• **Yapılacak İş**: Gara operasyonuna ilişkin yazıya göre, medyaya konuşan emekli generaller operasyonu eleştirirken hangi üç hususa dikkat çekmiştir?

• **Gösterilen Metin**:
********
Gara, kan "koridor"u ve kritik sorular!..

AKP ile muhalefet arasında yeni bir tartışma başlatan Gara operasyonunun 16 şehit verilen ağır sonuçları, Türkiye'nin 40 yıllık terör yarasını yeniden gündemin ana maddesi yaptı...
Tam da AKP ile cemaat arasındaki çatışmanın başladığı ve Fethullahçılar'ın da darbeye yeltendiği 2015-2016 döneminde, PKK'nın yol keserek kaçırdığı 13 güvenlik görevlisinin bir mağarada katledilmesi üç önemli konuyu bir kez daha gündeme getirdi;
- Sivillere yönelik saldırılar...
- Devletin operasyon kabiliyeti...
- Terörün yön değiştirerek, bir kan "koridor"u oluşturması!..
Muhalefetin "6 yıl neden beklendi" şeklinde, Gara'nın kahredici sonuçlarını eleştirmesinin yanısıra, medyaya konuşan emekli generaller hem zamanlamaya, hem uygunsuz mevsim koşullarına, hem de "istihbarat eksikliği"ne dikkat çekerek, Gara operasyonunun başarısız olduğu konusunda hükümete yüklendiler...
FETÖ, operasyon, istihbarat!..
O halde Gara konusunda "istihbarat sıkıntısı"na da vurgu yapılmışken, akıllara şu sorular da gelmiyor mu;
FETÖ, devletin içindeyken kaç terör uzmanını cemaat müridi olmadıkları gerekçesiyle bertaraf etti, devlet ise "darbe"den sonra cemaatle ilişkili olan kaç istihbarat uzmanını sistemden çıkartmak zorunda kaldı?..
Cemaatin devletten temizlenmesi iyi oldu ama, IŞİD, El Kaide ve özellikle de PKK konusunda uzmanlaşmış güvenlik ve istihbarat elemanlarının yerleri hızlıca doldurulabildi mi?..
Yani devlet, PKK'yı çok yakından takip eden ve her koşulda izleyip bilgi alabilen istihbarat ağını halen koruyabiliyor mu?..
Evet; istihbarat birimleri son dönemde başarılı "nokta operasyonları" ile çok sayıda FETÖ'cü ve PKK'lıyı sınır ötesinde yakalayıp Türkiye'ye getirse de, 13 askerin kurtarılması sırasında, iki yüzbaşı ve bir astsubayın şehit olması, 3 askerin yaralanması ve kurtulmayı bekleyen polis ve askerlerin cansız bedenlerine ulaşılması ister istemez, "iktidar, TSK ve emniyette FETÖ'yü temizlemeye odaklanırken, devletin istihbarat ve kurtarma gibi, özel operasyon kabiliyeti de aksadı mı" sorusunu akıllara getiriyor!..
Gara, siviller, tehlike!..
********
• **Bölütleme veri kümesi alıntıları**:
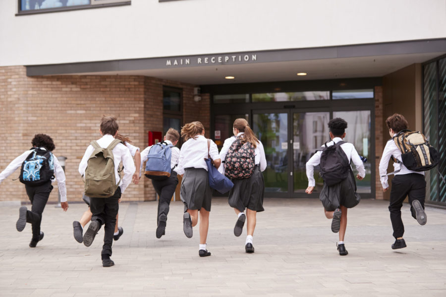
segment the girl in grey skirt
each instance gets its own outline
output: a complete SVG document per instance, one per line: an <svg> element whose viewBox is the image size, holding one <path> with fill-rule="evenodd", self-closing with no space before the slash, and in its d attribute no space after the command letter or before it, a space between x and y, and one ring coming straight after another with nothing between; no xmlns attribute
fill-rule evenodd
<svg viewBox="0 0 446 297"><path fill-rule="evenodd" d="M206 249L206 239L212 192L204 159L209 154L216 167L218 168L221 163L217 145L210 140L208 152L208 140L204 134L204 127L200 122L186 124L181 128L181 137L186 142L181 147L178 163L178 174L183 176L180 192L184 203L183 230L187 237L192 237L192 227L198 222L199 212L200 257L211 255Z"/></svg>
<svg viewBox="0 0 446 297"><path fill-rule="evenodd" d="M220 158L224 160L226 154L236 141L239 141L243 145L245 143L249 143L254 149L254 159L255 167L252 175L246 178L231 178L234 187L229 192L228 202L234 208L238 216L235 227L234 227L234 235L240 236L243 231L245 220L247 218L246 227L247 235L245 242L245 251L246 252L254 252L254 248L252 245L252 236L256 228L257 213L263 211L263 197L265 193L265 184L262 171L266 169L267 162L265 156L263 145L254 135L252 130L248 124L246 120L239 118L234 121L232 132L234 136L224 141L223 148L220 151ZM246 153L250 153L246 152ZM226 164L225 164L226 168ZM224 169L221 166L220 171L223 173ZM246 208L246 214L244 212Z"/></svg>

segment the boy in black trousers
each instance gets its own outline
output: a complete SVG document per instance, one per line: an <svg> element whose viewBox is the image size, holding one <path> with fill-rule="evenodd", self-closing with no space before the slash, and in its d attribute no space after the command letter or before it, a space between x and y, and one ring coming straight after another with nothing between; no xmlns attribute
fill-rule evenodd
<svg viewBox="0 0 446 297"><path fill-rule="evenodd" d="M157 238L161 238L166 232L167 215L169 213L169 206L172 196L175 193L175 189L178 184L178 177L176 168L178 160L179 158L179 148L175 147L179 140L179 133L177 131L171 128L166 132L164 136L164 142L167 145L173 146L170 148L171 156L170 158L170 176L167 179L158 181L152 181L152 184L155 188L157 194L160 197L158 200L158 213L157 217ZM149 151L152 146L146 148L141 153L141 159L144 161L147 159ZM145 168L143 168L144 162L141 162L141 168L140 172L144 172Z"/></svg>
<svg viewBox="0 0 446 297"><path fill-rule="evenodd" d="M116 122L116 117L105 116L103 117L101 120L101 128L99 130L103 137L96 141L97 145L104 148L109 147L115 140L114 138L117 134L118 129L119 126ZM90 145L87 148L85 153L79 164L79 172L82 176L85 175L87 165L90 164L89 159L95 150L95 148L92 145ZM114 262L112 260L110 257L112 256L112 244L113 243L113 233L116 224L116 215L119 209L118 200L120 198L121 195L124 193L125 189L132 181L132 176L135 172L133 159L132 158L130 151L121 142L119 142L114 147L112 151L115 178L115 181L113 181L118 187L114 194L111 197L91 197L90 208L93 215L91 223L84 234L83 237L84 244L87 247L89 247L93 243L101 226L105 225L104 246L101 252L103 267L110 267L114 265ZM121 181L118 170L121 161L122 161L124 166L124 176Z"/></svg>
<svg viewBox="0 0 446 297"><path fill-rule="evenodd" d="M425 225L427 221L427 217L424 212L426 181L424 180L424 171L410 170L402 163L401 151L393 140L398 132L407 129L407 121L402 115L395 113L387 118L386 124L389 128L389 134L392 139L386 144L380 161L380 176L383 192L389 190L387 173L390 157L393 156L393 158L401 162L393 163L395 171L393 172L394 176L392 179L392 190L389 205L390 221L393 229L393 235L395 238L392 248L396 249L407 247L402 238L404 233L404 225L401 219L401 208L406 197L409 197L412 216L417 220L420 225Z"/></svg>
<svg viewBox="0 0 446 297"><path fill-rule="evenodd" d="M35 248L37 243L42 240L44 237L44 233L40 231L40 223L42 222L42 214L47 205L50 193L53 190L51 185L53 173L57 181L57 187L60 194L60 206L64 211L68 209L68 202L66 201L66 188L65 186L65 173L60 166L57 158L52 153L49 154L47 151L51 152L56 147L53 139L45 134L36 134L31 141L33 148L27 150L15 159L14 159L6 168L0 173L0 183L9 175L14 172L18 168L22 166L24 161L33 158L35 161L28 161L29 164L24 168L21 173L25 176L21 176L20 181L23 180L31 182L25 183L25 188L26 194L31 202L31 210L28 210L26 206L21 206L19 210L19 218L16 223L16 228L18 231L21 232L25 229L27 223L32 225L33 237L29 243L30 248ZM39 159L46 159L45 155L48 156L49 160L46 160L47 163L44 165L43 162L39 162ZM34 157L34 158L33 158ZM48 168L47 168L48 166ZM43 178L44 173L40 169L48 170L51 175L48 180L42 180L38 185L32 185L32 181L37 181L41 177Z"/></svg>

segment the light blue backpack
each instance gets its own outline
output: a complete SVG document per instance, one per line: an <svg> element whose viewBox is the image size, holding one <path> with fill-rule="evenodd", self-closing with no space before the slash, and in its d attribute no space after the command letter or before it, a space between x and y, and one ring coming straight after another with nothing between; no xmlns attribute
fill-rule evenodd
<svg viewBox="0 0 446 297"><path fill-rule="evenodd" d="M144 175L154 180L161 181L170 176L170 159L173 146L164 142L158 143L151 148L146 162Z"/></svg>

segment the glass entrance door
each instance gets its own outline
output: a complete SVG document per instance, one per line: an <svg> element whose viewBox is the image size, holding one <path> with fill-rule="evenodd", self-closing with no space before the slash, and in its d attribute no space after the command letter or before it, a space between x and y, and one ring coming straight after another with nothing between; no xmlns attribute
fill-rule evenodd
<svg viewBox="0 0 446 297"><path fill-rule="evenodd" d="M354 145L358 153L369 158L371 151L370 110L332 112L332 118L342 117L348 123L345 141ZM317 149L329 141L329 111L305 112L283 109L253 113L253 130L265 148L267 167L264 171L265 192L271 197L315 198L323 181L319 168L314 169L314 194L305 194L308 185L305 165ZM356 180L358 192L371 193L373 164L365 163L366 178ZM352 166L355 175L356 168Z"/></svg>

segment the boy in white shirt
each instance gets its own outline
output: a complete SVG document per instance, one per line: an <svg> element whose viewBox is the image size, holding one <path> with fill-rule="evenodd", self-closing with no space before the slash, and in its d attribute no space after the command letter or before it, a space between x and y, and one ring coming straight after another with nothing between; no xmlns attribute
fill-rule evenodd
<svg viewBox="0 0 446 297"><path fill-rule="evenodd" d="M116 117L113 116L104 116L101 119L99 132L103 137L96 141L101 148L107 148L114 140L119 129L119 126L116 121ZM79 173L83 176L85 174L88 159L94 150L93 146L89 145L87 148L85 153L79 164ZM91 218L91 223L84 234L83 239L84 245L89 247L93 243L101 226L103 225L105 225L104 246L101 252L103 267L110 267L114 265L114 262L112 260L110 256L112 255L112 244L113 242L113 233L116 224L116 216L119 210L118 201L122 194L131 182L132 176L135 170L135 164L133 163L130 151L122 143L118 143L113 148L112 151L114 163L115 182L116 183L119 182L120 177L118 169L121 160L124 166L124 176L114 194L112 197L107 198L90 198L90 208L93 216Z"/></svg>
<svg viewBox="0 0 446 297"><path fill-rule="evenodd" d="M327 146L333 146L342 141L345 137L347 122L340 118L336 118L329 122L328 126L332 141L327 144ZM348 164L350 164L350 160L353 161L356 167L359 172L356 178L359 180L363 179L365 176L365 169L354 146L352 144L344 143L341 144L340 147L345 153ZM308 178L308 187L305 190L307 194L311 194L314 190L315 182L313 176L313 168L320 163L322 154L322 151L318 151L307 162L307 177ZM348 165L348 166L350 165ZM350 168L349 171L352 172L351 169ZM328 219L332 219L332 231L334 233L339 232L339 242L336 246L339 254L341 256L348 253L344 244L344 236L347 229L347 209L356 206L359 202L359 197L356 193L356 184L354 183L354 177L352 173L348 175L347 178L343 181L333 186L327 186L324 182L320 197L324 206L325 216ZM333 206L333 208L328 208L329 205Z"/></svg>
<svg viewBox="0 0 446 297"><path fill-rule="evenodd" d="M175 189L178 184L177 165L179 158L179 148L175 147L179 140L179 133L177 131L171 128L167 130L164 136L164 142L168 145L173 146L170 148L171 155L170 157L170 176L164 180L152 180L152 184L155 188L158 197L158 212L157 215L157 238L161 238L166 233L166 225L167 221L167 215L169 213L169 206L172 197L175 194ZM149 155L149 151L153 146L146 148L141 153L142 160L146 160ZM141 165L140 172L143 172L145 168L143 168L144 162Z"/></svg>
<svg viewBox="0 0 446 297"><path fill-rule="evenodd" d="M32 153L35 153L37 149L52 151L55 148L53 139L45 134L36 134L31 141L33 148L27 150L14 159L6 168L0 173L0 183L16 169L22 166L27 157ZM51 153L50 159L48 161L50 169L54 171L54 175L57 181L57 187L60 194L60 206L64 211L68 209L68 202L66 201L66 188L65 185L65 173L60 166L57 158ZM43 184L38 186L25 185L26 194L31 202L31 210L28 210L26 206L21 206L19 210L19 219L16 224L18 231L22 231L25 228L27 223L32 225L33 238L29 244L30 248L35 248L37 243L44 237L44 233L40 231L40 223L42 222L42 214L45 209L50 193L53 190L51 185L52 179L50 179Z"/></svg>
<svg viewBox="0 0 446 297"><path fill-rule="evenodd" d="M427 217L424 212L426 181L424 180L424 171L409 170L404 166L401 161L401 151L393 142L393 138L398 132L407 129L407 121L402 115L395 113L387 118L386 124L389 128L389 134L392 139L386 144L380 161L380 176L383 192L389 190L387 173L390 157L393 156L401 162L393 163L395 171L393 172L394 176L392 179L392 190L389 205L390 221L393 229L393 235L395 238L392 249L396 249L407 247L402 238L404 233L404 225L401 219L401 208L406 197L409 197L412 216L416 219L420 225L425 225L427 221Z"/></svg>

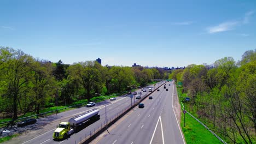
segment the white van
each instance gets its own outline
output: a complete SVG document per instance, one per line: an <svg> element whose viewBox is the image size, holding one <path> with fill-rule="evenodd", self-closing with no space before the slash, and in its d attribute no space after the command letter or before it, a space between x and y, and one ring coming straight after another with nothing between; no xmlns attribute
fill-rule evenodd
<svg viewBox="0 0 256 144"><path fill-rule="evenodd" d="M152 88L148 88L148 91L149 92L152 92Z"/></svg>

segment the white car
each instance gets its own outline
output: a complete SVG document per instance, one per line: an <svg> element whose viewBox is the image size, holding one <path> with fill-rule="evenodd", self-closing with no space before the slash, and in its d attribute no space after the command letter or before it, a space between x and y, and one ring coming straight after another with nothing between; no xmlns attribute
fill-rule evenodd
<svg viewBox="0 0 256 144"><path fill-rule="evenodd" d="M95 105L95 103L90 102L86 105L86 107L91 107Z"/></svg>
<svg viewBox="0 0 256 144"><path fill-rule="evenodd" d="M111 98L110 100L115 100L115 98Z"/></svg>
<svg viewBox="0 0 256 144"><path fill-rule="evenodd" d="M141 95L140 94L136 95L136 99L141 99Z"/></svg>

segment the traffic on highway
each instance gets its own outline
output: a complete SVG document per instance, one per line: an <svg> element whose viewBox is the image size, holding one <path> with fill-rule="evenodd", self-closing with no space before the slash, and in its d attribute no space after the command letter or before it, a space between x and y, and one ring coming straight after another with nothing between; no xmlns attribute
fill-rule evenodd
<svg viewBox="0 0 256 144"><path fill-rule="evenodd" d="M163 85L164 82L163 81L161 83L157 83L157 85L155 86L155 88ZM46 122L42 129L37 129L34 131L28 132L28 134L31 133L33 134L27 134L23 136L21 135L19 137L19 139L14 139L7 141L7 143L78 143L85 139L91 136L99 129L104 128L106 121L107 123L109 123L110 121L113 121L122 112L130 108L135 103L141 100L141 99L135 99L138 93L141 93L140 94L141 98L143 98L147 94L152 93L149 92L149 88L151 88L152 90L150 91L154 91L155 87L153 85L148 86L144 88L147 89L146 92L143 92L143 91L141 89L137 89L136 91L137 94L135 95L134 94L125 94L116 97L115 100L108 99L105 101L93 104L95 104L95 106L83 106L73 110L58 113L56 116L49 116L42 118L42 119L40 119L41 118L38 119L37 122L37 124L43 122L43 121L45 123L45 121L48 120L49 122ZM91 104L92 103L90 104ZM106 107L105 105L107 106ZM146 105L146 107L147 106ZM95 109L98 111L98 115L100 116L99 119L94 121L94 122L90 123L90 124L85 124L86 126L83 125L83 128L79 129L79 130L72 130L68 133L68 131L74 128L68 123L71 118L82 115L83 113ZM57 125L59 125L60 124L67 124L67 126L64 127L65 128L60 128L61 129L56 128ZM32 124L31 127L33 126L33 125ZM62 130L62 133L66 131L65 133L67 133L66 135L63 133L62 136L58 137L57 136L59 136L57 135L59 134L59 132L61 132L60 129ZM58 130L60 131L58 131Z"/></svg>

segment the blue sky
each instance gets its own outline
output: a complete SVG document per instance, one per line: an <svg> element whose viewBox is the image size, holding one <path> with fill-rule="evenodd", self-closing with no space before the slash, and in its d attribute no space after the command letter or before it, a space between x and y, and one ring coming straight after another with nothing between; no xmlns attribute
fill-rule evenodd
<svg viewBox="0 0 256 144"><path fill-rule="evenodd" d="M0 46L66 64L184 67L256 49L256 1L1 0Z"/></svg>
********
• **Yanıt**: Zamanlamaya, uygunsuz mevsim koşullarına ve istihbarat eksikliğine.